§ **GIVEN DATA**
----

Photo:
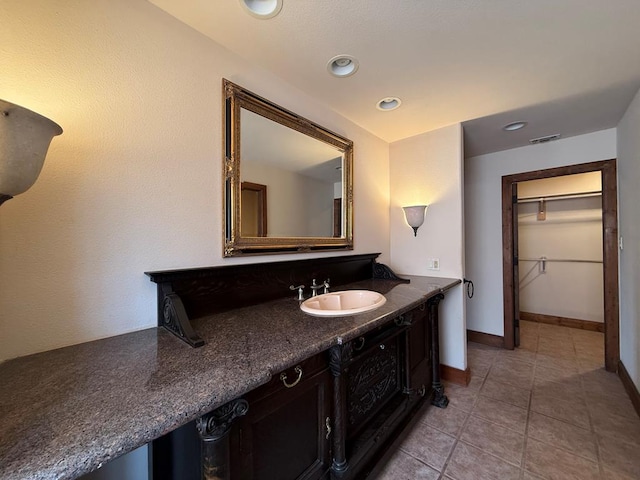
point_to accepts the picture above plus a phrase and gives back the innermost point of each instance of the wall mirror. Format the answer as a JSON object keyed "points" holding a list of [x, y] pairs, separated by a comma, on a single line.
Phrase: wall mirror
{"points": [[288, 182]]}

----

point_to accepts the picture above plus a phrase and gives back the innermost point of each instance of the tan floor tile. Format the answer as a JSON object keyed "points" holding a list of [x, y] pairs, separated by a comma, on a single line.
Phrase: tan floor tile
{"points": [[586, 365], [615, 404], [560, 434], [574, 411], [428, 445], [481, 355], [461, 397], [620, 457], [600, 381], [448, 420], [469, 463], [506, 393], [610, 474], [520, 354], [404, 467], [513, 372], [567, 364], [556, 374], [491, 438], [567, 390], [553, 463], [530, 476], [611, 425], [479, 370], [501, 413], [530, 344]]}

----

§ **ASSIGNMENT**
In the data above, find each line that uses the string "separated". Copy it.

§ **RESULT OF THIS EXERCISE**
point_to accepts the picture above plus a phrase and gives back the innermost point of each instance of the wall mirror. Format the answer as a JSON object keyed "points" holding a list of [x, y] pairs, separated by a comma, on a single line.
point_to accepts the picture above plus a phrase and gives back the innermost point of each instance of the tan floor tile. Format the answer as a JSON object keyed "points" holding a list of [x, y] pairs, separated by a comma, on a single line.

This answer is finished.